» **Task directions**:
Scan the records below and say how many lines include the word "front", giving no other text.

>>>

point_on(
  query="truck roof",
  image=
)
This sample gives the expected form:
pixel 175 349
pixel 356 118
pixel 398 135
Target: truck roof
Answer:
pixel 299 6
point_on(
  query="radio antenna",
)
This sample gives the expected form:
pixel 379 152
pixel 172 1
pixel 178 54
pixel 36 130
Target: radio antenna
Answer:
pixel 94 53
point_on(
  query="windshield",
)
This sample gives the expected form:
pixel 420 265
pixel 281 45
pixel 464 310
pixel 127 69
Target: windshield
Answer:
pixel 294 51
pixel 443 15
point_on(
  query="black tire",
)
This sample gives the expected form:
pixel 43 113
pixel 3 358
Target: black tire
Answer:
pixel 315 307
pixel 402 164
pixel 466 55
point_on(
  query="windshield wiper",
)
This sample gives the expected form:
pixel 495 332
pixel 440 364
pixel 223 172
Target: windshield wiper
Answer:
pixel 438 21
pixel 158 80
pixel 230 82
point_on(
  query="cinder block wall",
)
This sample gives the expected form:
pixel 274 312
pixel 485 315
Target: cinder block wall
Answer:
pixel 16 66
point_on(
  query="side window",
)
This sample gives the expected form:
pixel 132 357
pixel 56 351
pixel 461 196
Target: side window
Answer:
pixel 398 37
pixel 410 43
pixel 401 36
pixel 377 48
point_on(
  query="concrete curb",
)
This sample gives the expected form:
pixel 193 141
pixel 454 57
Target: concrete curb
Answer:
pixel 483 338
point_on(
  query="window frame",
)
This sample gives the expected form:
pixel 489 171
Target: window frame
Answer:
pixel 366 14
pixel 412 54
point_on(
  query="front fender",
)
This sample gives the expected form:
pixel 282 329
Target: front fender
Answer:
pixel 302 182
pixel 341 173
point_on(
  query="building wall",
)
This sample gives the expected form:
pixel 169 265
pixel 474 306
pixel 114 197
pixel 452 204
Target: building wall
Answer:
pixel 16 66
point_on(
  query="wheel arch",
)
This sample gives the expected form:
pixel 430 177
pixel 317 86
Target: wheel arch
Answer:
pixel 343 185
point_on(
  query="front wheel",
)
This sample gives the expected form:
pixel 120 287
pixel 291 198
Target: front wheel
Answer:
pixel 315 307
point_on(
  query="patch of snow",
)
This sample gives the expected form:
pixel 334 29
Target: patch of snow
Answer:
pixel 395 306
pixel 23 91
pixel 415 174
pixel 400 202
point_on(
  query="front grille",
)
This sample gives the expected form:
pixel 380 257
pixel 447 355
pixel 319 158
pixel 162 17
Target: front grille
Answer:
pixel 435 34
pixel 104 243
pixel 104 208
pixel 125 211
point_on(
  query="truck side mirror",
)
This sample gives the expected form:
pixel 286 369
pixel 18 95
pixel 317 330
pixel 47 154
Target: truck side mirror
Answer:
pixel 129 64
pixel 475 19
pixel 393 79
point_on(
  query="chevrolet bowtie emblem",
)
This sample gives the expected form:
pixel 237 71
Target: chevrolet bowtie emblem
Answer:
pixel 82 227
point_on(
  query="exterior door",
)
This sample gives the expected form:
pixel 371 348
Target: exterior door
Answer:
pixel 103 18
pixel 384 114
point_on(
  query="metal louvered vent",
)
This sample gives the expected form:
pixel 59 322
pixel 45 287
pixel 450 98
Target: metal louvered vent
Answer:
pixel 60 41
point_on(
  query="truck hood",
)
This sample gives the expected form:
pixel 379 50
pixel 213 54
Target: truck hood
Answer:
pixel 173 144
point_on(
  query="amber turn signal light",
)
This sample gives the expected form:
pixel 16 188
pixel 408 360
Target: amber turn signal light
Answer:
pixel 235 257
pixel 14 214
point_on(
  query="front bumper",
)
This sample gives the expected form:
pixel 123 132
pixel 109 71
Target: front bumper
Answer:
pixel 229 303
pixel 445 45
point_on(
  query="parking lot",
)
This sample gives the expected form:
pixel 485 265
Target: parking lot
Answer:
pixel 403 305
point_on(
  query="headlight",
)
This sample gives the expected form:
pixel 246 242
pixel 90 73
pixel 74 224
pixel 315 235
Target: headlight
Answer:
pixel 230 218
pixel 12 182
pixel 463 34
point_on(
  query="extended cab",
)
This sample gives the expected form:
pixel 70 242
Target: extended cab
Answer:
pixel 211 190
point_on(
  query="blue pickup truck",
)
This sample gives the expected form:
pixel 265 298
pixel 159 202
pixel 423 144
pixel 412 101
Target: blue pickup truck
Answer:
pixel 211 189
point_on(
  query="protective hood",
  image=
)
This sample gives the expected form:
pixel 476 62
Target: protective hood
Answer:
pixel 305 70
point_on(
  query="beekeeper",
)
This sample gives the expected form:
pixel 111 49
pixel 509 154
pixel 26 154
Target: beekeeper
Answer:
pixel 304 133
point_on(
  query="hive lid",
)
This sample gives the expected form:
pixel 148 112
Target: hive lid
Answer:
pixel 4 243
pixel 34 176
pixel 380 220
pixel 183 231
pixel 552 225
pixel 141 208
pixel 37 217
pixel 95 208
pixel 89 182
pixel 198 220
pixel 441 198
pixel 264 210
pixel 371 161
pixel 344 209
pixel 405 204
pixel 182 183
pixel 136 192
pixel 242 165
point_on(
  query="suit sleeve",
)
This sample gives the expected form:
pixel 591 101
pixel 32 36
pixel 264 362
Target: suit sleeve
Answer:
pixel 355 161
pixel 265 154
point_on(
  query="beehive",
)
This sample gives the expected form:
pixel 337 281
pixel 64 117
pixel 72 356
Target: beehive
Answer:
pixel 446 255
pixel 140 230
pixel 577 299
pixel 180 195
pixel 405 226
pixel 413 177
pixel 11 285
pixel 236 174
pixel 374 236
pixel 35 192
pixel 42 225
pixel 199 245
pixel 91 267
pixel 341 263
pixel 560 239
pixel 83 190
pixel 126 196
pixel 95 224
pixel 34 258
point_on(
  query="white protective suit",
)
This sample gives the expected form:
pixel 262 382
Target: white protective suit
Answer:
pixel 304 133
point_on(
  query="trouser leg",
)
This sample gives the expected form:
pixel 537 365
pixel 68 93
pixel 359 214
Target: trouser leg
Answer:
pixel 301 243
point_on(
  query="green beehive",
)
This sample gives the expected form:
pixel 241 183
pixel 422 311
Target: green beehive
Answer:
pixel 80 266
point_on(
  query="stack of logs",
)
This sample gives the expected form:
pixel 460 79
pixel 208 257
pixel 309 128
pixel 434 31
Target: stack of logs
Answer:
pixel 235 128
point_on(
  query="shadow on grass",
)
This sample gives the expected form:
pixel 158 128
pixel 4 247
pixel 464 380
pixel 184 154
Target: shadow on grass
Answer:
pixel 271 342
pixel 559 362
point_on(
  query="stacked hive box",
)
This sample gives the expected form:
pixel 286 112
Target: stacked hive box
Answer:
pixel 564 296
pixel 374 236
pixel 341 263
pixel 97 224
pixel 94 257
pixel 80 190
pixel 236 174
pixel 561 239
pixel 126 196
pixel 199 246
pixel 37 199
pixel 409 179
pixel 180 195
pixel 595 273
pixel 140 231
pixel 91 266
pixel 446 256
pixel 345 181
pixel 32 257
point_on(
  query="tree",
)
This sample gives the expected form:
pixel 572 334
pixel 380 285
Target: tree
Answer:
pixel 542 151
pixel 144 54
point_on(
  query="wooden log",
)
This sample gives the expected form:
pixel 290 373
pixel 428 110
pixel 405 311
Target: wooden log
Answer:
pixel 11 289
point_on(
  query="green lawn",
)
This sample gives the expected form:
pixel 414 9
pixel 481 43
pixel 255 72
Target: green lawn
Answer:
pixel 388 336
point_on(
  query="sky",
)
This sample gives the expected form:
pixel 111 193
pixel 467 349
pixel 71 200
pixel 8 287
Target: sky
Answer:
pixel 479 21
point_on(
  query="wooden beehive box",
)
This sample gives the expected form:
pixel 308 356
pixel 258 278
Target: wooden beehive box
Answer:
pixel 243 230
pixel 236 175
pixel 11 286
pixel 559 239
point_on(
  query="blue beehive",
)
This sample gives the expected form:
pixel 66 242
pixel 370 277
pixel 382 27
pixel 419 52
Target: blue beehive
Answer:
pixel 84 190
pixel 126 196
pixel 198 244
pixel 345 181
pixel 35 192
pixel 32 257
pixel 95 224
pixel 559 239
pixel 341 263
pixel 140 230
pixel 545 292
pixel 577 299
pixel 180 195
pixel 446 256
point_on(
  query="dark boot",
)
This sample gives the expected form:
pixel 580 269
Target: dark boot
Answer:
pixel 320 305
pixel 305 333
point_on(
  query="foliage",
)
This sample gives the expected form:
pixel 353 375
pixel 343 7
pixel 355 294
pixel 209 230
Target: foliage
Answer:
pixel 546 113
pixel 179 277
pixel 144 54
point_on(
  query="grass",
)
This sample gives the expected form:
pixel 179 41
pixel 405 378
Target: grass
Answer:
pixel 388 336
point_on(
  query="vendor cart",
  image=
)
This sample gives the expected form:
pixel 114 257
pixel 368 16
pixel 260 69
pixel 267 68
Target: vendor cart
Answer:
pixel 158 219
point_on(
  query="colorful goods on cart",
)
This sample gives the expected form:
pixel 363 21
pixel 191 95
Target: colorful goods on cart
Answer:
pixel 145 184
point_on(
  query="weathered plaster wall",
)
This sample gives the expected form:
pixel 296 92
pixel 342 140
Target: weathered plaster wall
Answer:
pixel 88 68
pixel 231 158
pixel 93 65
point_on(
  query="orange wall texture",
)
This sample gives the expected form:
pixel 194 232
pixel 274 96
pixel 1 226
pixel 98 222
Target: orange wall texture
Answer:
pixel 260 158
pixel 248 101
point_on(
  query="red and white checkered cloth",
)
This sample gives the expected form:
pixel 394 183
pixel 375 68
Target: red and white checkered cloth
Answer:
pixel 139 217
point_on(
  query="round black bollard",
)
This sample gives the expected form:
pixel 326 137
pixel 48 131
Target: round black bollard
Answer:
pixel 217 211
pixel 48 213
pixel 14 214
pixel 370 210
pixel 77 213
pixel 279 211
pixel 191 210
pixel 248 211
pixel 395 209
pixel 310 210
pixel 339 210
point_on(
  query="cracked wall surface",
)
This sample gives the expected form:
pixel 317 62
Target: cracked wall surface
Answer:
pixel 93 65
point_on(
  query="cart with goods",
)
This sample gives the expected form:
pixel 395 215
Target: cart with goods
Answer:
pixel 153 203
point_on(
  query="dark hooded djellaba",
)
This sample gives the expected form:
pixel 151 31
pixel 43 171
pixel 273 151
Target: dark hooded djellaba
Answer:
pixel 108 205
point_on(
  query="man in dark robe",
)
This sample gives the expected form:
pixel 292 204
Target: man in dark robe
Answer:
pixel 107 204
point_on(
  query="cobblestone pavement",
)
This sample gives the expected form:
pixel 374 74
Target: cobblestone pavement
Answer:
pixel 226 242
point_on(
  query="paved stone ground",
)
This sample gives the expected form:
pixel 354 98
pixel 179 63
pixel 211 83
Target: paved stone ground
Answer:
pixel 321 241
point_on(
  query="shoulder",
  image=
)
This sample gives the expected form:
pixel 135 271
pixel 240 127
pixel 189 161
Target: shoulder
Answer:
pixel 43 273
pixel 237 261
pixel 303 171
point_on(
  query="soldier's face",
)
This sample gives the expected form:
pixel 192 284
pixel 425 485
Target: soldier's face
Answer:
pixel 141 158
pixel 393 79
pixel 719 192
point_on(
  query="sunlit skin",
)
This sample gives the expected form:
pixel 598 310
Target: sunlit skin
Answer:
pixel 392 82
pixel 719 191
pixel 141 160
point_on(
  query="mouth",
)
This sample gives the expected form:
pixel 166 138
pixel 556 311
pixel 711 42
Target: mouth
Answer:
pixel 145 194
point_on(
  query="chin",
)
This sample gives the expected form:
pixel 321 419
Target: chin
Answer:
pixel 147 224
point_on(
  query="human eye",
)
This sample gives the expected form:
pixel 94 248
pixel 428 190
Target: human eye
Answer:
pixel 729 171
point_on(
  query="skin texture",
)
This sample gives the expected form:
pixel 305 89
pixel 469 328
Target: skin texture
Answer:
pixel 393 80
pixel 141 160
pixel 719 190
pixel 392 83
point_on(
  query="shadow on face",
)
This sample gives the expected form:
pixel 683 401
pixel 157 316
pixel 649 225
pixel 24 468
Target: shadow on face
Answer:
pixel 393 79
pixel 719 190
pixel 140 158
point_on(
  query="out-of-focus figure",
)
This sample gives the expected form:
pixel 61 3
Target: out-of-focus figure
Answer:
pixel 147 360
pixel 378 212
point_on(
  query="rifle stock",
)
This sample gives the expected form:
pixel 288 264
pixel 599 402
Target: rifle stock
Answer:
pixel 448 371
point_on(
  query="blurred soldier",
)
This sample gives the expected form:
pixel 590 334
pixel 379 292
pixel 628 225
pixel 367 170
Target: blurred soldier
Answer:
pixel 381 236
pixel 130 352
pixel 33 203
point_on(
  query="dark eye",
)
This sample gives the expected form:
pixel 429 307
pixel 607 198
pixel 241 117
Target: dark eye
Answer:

<<<

» **Task result**:
8